#### Selection ####

Tag Archives: Omar Epps

Fatal Affair

Ellie (Nia Long) and Marcus (Stephen Bishop) are recent empty-nesters who have sold up, left the city, and are starting a new chapter in a beautiful new home by the sea. Ellie is finishing up one last case before she’ll quit the firm and put up her own shingle nearer to home. But this one last case presents a wrinkle: her boss hires an IT “consultant” to help out (ie, obtain some emails in a less than legal way), and David (Omar Epps) isn’t exactly a stranger. Ellie and David went to college together, and it seems as though he may still be carrying a torch. A night out together turns a little steamier than Ellie meant so she puts an abrupt end to things, returning home to husband Marcus feeling more than a little guilty.

As if you couldn’t tell from the title, this is an extremely generic entry in the thriller-horror genre. It’s not called Happy Trust Exercise or Successful Long Term Relationship. It’s called Fatal Affair because David is obsessed with Ellie and he’s not going to let her marriage or indeed his own come between them. Obviously, the only reasonable way forward is a killing spree. Because the way to woman’s heart is stalking her family and murdering them in the face.

For any such plot to work, you’re going to have to accept that no one will answer their phones when they should, no one will call the cops when they should, no one will turn on a goddamned light when they should, and nobody remembers that David is a conveniently (for him) master hacker. Who is also oddly good at murder.

You know this movie. You’ve seen this movie. I mean, it’s brand new on Netflix, but you’ve seen a movie exactly like it at least half a dozen times. Its only saving grace is that Long, Epps and Bishop are very watchable, but when Long is forced by the script to break into David’s apartment even though she already suspects him of murdering his ex wife, there’s only so much she can do. These tropes are tired and the actors can try to inject them with fresh terror but this audience has seen it all and we’re not impressed. The only new ingredient director Peter Sullivan brings to the table is David’s murder hat, and even that’s nothing remarkable: it’s not a beekeeping veil or a Burker King crown or a half-ironic “60 and Sexy” trucker cap (which I only mention because my 6 year old nephew Ben recently inherited one from his great grandfather and wears it quite proudly). There’s nothing glaringly wrong with this movie, it’s just so overfamiliar that it saps all pretense of thrill right out of it, and a thriller without a thrill is just an er, a disappointing er.

3022

In 2190, four American astronauts are taking their turn peopling a refueling station halfway between Earth and a moon of Jupiter where an outpost is being built. It’s a long shift: 10 whole years. Jackie (Kate Walsh) says goodbye to her daughter and joins captain John (Omar Epps), Richard (Angus Macfadyen), and Lisa (Miranda Cosgrove) aboard their space station, all of them in it for a very long haul.

####

# Stated task 1
Who directed Fatal Affair, according to the review?
# Stated task 2
Return the whole listing below line for line, leaving out the picture.

#### Supplied information ####

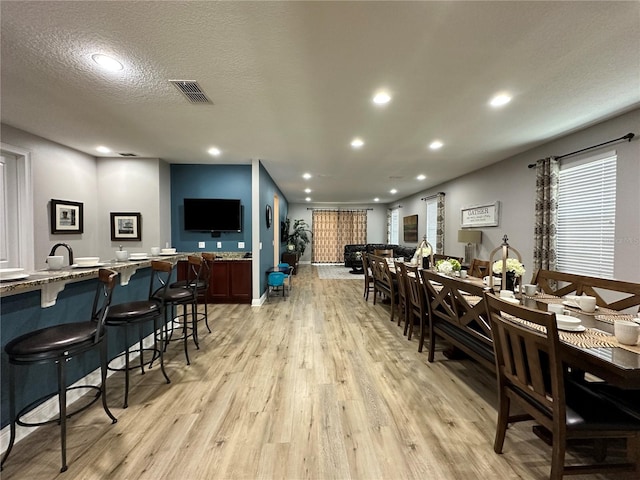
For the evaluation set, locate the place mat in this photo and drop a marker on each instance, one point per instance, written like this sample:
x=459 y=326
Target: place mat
x=590 y=338
x=610 y=318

####

# Written solution 1
Peter Sullivan

# Written solution 2
For the evaluation set, locate the place mat in this photo and drop a marker on each instance, one point per instance, written like this sample:
x=459 y=326
Target: place mat
x=590 y=338
x=610 y=318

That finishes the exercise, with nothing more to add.